*Given passage*.
Page one of the O'Donnell brothers' Comedy Timeline, Rolling Stone Nov. 1988
Davis, Franken Sargent, Miller Chase
The Herb Sargent Award is named for the late first SNL head writer -  the grown-up in that anarchic room (see photo, right), who had written for everyone from Steve Allen to Johnny Carson, who died in 2005. (I'm also so old I attended SNL rehearsals when Sargent was the head writer.)

The award is for a writer who embodies Sargent's "spirit, commitment and comic genius" as well as "his dedication to mentoring new writers." 

O'Donnell displayed all that, and more. After a tribute by colleague Steve Young and a taped intro from bearded Grizzly-Man-Letterman (who ended saying "Your first wife always hated me") O'Donnell gave a midwestern humble speech claiming the award committee had confused him with some other writer -- naming many, many people he thought worthier, including Letterman's first head writer, Merrill Markoe, SNL legend Jim Downey, and Chris Elliot.  He also named Mark, saying in that case the confusion would be understandable "since we were identical" slyly adding that Mark was "such a writer - and so, so handsome."

*Raw data*.
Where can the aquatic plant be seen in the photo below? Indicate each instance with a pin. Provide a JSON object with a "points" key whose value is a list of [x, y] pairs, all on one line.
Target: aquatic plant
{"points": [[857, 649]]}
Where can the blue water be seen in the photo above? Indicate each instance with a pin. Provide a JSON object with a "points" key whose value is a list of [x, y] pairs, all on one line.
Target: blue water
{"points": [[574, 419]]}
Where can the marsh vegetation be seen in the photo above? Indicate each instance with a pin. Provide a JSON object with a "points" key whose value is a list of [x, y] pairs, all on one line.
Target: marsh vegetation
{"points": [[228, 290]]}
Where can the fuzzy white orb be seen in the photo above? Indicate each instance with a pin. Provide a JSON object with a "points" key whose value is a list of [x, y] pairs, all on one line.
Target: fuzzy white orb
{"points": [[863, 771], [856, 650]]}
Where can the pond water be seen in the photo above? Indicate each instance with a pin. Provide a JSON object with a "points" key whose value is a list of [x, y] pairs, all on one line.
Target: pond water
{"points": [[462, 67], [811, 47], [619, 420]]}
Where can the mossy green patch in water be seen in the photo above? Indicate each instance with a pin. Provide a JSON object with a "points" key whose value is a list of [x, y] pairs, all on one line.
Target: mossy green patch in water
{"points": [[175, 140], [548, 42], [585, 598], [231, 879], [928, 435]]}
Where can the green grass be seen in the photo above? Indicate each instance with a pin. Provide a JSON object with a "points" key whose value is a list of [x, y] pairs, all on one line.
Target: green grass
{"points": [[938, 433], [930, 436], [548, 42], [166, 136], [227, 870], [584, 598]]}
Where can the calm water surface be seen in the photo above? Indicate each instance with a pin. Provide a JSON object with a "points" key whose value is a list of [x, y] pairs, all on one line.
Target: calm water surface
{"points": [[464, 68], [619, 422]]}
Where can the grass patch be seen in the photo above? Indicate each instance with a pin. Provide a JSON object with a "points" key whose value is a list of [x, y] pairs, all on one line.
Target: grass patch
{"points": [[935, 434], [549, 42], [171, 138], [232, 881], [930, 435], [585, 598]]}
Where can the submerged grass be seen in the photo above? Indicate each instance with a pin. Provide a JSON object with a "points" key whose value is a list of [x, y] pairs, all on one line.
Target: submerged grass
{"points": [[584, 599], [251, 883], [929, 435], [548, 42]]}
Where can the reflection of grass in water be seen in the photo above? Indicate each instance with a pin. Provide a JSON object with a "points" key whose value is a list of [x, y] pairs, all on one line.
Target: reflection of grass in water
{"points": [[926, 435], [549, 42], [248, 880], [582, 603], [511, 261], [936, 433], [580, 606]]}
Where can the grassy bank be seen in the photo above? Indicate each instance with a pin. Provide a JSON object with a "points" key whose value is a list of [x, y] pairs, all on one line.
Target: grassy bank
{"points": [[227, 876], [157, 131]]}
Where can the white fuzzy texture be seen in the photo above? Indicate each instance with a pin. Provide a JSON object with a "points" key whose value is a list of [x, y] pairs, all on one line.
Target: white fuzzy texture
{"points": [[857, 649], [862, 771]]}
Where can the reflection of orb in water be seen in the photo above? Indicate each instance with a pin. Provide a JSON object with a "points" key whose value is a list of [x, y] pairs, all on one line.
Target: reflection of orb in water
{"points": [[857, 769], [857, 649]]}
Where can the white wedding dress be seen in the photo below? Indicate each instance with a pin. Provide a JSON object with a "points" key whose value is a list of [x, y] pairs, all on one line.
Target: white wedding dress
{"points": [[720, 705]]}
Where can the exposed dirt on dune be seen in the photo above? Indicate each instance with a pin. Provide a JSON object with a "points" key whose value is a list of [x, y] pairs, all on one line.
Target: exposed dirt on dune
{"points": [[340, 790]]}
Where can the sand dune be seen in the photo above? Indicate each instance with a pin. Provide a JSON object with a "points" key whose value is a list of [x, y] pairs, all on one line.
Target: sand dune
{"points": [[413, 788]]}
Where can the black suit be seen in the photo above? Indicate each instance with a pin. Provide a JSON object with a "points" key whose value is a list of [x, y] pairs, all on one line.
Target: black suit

*What is required*.
Continue the passage about O'Donnell receiving the Herb Sargent Award, picking up right after its final sentence. The listing has no connection to the passage about the Herb Sargent Award.

*Task answer*.
The speech disproved O'Donnell's own observation that comedy writers are "such big babies!"

Mark O'Donnell would have liked to see the tribute to his Hairspray source, John Waters, by David Simon, which included this sentiment:
"Fuck 'Normal.' There is no 'Normal' Normal is a lie....a prison...'Normal' is a fascistic sentiment, and one that prevailed in the American experiment for far too long. Indeed today in this country, we are seeing a last retrograde and reactionary assertion of whatever 'Normal' is supposed to be." 
After a bunch of in-your-face clips from his work, Waters closed his speech by quoting a line from his most recent film,  A Dirty Shame
“Make a list of all the people you fucked, and then apologize to their parents.”
“See? I got an award for writing that line!” Waters exclaimed. “Anything is possible.”

 But for me the icing on the cake was the appearance of Triumph the Insult Comic Dog, who, in a stroke of genius, had been enlisted to present the children's programming awards. As Triumph himself explained,  “I guess the WGA thought it would be fun for the children’s category to be presented by a foul-mouthed puppet—but unfortunately, Sean Spicer wasn’t available.”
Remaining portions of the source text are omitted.